# [Arbeitsanweisung]
Beantworten Sie anhand des Textes über Runen diese Fragen:
(a) Wozu wird der Titel laut Text, wenn man die Schreibweise beachtet?
(b) Wie behandeln die meisten Runenbücher die Runen?
(c) Womit vergleicht der Text diese Behandlung der Runen?

# [Lesetext]
++++++++

Eibensang

Raunen Runen Rechten Rat?

Beachtet man die Schreibweise, wird obiger Titel zu einer ganz bitterbösen Frage. Sie so zu stellen – und nicht minder böse zu beantworten aber erscheint mir beim „Reizthema Runen“ ebenso bitter notwendig!

Vorab ein Wort zu Runenbüchern:

Die meisten behandeln Runen als ein in sich geschlossenes, quasi isolierbares Thema. Das könnte nun beinahe so sinnvoll sein wie ein Handbuch über den Ottomotor. Blöd nur, wenn es – um im Vergleich zu bleiben – a) zahllose Handbücher über den Motor gibt, aber b) nirgends etwas über das restliche Automobil und c) schon gar nix über Verkehrsregeln.

++++++++

Auszüge aus Punktannotationsdaten
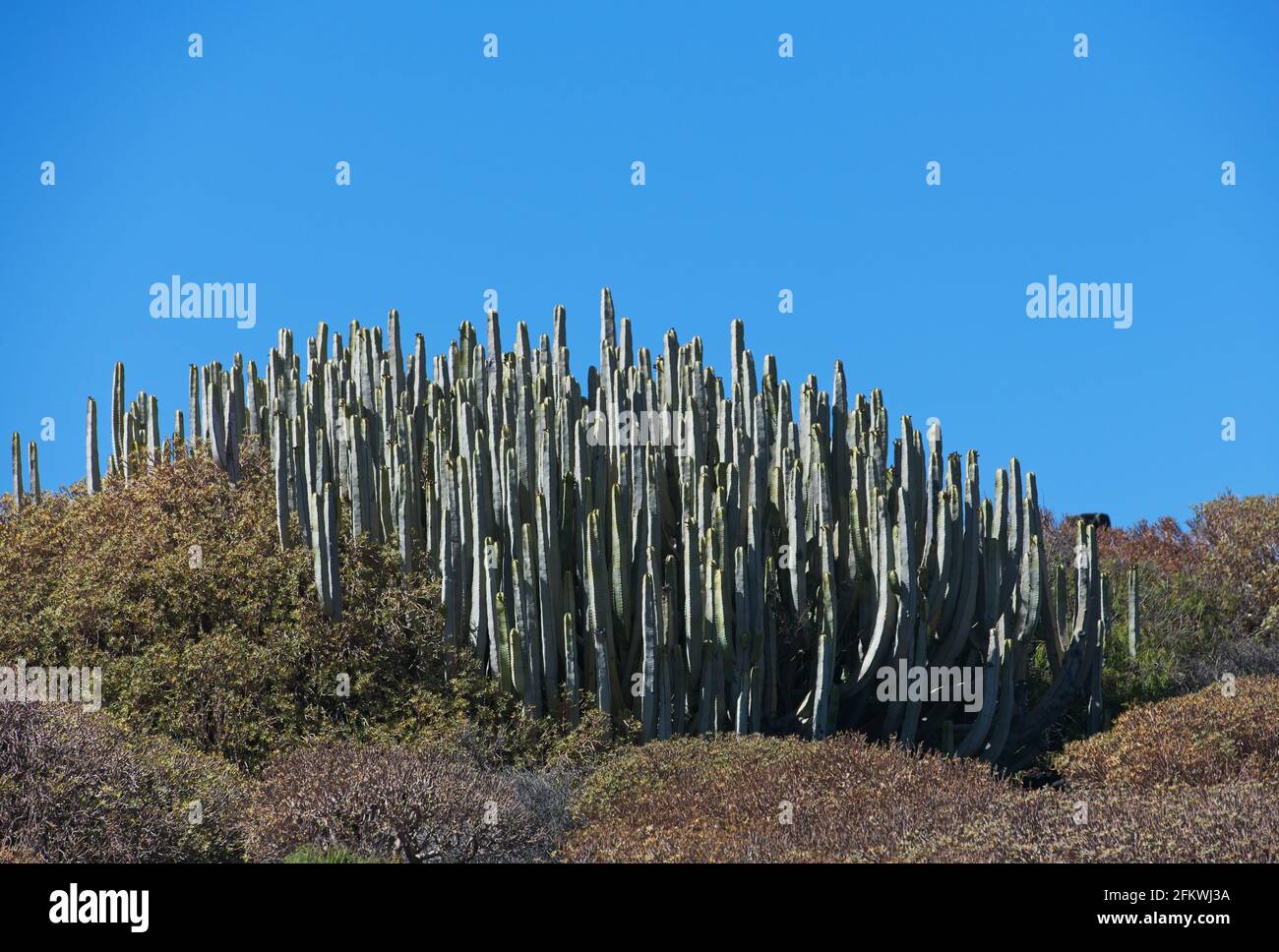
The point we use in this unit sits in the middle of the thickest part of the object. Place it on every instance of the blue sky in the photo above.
(761, 173)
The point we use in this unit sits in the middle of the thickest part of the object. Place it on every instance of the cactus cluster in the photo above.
(672, 543)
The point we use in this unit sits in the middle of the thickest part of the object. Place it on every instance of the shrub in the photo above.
(1197, 739)
(234, 657)
(725, 801)
(413, 803)
(76, 788)
(695, 801)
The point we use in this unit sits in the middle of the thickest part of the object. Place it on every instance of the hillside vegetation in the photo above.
(226, 688)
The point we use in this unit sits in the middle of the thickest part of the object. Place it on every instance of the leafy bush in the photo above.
(234, 657)
(76, 788)
(413, 803)
(1197, 739)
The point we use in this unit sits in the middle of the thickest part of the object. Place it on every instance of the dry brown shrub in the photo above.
(1224, 823)
(1196, 739)
(75, 788)
(695, 801)
(407, 803)
(721, 801)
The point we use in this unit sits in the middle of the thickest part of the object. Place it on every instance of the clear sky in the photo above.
(761, 173)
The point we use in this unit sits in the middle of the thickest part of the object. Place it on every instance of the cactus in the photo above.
(92, 468)
(1133, 613)
(17, 473)
(656, 521)
(33, 472)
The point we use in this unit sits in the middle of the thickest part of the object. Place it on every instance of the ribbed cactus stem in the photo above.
(1133, 613)
(33, 464)
(92, 465)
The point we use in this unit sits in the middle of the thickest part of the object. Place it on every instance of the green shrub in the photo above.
(310, 854)
(234, 657)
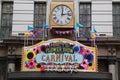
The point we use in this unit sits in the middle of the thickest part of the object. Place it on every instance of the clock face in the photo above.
(62, 14)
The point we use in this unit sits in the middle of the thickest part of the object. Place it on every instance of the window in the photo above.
(7, 14)
(85, 16)
(39, 14)
(116, 19)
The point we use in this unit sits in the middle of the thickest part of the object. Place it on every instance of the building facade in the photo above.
(16, 15)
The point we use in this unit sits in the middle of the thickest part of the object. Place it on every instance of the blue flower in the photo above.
(89, 57)
(76, 49)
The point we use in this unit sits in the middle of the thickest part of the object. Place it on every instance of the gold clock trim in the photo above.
(55, 25)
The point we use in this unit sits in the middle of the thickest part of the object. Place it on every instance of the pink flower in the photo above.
(31, 63)
(85, 64)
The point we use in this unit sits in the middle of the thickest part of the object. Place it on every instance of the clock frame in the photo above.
(52, 22)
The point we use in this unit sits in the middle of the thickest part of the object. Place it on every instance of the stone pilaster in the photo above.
(112, 69)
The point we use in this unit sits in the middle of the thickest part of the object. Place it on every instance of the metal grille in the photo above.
(85, 17)
(39, 14)
(116, 20)
(6, 21)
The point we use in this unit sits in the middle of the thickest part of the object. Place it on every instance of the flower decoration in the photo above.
(82, 51)
(87, 51)
(43, 48)
(30, 54)
(37, 49)
(91, 66)
(89, 57)
(31, 63)
(42, 68)
(76, 49)
(85, 64)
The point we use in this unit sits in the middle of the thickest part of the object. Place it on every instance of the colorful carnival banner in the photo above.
(59, 55)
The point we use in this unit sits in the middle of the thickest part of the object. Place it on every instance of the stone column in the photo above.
(11, 67)
(112, 69)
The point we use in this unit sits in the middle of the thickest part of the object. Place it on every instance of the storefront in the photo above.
(57, 59)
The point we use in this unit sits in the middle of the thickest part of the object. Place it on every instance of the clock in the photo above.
(62, 15)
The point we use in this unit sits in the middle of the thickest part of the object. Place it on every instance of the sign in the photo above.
(59, 55)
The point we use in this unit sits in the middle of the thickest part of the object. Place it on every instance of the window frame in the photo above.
(8, 27)
(37, 26)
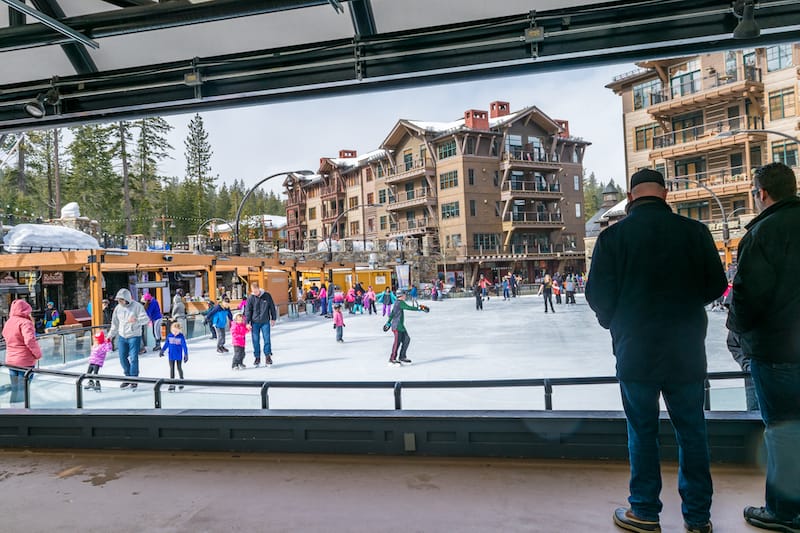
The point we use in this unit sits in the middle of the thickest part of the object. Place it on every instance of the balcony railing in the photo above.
(534, 218)
(710, 179)
(706, 131)
(530, 156)
(693, 86)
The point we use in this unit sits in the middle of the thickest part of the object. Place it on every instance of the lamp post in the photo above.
(237, 245)
(726, 234)
(334, 224)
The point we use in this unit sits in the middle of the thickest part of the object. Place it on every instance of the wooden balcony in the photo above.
(409, 171)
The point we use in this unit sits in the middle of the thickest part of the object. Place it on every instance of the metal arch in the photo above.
(363, 18)
(77, 54)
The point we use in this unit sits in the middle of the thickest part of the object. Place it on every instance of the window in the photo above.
(485, 241)
(448, 180)
(470, 148)
(447, 149)
(685, 79)
(785, 152)
(450, 210)
(781, 104)
(645, 94)
(779, 57)
(645, 136)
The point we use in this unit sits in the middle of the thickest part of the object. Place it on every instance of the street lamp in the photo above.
(237, 245)
(335, 224)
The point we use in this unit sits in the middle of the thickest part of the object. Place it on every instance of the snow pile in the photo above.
(24, 238)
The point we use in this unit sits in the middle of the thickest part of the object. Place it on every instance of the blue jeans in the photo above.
(261, 329)
(778, 390)
(684, 403)
(129, 354)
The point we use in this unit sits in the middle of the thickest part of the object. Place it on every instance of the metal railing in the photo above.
(397, 387)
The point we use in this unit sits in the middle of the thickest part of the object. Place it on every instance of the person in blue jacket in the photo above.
(176, 347)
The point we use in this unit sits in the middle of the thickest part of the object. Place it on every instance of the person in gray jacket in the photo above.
(126, 324)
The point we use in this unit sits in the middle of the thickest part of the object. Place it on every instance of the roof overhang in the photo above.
(174, 57)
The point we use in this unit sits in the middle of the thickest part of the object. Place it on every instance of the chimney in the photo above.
(499, 109)
(476, 120)
(564, 125)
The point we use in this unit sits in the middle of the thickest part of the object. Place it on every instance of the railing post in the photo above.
(398, 399)
(157, 393)
(265, 395)
(548, 395)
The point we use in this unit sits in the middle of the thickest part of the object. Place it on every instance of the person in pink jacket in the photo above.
(239, 336)
(22, 348)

++++++++

# [Bearbeitete Aufgabe]
(a) Zu einer ganz bitterbösen Frage.
(b) Als ein in sich geschlossenes, quasi isolierbares Thema.
(c) Mit einem Handbuch über den Ottomotor.